[Source records]
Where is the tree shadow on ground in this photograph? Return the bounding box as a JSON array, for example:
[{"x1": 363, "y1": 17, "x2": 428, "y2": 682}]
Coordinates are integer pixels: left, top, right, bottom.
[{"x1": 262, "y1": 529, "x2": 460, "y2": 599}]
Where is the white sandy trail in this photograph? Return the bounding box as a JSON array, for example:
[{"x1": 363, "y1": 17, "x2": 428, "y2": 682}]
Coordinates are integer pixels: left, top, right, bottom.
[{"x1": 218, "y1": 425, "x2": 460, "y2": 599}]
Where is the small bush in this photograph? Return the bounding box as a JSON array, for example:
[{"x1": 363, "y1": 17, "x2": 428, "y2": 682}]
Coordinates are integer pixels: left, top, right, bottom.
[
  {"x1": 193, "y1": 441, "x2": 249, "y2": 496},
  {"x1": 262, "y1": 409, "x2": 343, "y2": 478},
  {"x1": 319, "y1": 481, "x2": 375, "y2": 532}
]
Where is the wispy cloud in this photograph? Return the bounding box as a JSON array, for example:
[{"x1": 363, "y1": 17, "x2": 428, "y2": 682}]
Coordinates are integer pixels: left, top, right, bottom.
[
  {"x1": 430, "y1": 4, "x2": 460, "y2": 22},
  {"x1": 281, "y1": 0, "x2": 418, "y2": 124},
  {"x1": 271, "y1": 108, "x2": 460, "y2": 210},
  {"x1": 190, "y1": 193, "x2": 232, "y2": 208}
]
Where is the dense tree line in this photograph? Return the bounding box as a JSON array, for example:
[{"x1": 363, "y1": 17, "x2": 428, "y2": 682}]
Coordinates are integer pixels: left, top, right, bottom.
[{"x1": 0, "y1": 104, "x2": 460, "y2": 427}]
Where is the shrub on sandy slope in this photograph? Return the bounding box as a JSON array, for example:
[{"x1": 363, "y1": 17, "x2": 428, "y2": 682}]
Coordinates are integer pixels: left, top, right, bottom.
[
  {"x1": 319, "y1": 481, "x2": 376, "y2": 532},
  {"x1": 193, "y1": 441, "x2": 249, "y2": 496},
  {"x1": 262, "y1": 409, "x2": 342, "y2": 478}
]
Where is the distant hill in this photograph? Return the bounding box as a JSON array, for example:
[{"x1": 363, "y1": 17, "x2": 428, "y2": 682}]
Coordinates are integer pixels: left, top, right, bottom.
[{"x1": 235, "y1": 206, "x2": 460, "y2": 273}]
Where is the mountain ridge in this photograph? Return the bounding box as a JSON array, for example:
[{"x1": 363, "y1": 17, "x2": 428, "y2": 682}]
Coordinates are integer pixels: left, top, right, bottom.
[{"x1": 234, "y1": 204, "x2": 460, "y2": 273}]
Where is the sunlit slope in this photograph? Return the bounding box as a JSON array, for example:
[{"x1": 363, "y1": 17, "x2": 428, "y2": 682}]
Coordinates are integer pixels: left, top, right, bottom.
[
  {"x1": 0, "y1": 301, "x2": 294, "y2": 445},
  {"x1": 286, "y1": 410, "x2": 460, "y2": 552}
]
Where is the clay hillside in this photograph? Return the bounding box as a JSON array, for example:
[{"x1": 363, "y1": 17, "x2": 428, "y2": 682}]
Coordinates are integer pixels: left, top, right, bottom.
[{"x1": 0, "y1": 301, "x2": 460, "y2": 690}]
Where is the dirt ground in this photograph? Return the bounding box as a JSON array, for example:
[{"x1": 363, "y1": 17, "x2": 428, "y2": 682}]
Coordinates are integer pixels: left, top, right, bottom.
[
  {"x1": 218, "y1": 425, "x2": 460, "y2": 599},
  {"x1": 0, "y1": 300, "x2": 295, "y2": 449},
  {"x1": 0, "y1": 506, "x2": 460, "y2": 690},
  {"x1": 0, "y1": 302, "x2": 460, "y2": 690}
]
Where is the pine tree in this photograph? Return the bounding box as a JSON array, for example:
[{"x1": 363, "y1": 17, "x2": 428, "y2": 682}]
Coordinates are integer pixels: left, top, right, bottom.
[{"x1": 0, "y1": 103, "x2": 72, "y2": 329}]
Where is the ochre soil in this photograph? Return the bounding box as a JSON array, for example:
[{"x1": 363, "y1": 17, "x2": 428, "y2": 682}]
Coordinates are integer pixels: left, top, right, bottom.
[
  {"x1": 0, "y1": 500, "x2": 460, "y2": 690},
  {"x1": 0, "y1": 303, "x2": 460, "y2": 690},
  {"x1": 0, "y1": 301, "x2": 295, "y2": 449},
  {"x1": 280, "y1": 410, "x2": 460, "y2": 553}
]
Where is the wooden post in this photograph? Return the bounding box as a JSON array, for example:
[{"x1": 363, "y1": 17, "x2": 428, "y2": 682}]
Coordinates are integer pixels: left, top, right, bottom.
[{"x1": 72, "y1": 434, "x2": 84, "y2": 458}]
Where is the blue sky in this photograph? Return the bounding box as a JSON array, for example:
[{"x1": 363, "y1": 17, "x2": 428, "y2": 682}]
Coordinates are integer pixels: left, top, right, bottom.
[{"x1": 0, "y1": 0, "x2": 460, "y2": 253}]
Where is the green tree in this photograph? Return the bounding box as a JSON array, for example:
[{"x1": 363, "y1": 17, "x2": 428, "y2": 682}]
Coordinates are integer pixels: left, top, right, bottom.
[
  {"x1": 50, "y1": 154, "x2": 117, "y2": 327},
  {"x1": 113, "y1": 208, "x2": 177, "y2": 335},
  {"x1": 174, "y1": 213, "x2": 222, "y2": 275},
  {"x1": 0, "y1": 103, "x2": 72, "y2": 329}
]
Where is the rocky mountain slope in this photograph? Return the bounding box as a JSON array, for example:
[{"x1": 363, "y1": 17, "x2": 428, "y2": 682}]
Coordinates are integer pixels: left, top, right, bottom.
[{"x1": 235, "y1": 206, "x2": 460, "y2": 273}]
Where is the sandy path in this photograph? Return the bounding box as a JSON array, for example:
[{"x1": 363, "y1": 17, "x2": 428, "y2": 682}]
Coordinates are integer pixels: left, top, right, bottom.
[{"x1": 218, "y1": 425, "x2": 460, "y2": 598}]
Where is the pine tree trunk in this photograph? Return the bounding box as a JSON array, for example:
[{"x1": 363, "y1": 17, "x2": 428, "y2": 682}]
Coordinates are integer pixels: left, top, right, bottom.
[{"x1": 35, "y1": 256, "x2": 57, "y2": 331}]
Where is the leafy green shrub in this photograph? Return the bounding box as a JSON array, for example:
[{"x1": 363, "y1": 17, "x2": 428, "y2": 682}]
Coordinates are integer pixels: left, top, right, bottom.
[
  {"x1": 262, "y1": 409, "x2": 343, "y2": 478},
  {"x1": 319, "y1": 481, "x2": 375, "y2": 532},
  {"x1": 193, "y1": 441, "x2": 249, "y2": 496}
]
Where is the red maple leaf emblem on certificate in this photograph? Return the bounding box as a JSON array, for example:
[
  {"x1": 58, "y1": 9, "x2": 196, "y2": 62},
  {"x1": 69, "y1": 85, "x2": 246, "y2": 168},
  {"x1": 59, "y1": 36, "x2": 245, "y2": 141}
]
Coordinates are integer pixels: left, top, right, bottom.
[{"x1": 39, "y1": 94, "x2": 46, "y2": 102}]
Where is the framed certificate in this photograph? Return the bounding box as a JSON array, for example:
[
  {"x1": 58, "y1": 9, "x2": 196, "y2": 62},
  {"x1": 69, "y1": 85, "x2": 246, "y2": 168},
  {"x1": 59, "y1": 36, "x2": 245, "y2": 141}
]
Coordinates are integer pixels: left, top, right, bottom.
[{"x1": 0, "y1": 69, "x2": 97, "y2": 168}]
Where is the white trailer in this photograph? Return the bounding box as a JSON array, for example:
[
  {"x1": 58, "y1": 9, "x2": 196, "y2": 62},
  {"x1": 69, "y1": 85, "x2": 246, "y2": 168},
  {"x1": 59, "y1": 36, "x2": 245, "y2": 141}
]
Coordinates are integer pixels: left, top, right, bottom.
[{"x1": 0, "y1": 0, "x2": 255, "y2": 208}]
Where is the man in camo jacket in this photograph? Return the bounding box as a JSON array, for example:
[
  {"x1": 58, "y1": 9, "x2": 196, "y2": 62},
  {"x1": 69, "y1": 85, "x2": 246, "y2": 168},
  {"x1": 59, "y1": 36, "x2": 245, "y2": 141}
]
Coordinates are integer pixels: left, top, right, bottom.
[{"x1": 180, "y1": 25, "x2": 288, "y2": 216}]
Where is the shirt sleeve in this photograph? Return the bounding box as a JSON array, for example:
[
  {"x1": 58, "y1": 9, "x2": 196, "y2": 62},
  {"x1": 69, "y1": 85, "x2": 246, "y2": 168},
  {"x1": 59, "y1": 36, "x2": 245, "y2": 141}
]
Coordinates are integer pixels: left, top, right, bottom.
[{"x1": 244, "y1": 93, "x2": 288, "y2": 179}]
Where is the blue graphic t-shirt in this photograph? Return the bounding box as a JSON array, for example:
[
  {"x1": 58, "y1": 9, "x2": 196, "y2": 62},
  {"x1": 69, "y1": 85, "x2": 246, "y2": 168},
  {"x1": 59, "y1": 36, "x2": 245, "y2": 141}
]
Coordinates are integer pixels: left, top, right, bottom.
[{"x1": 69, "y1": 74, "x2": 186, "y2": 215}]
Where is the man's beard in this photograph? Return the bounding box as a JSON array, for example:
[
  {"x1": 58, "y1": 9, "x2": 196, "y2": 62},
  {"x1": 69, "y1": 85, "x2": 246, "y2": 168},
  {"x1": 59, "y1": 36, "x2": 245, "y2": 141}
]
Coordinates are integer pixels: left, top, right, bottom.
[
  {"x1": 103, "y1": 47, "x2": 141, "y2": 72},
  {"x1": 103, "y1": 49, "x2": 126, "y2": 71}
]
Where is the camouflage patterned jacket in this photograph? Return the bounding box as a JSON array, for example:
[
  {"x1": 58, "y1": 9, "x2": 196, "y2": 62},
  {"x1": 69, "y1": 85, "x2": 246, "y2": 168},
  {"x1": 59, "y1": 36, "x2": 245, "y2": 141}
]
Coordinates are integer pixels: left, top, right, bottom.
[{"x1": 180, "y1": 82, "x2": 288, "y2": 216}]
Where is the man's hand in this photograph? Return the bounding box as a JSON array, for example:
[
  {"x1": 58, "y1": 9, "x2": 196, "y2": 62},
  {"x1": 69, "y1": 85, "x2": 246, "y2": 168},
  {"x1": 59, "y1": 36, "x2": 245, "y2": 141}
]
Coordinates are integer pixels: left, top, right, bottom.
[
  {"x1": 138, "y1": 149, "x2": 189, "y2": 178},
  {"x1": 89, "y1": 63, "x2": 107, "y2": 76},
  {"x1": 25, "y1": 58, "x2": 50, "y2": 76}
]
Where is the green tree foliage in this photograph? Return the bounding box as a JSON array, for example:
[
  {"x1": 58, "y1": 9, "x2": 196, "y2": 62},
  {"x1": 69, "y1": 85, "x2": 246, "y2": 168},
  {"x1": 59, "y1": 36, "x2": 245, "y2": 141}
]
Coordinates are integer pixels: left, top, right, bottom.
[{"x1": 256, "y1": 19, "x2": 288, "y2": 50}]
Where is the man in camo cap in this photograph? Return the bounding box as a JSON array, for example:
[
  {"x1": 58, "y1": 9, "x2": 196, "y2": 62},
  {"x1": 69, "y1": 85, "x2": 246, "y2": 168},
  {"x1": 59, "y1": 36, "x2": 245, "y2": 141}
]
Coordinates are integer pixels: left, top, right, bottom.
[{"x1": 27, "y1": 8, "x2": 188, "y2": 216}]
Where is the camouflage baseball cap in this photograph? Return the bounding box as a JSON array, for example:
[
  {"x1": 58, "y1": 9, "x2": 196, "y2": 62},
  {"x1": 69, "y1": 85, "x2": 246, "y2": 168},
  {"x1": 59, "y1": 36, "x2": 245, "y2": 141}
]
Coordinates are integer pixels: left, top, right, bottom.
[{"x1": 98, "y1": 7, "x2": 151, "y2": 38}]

▶ _TASK PROMPT_: Report each line of the material above that contains the string "sandy", reproducing every such line in full.

▶ _THE ANSWER_:
Where is the white sandy trail in this photograph? Return the bounding box as a JSON array, for example:
Where is the shrub on sandy slope in this photograph? Return the bounding box as a JSON array, for example:
Where is the sandy path in this photograph? Return the bounding box as a JSON array, for example:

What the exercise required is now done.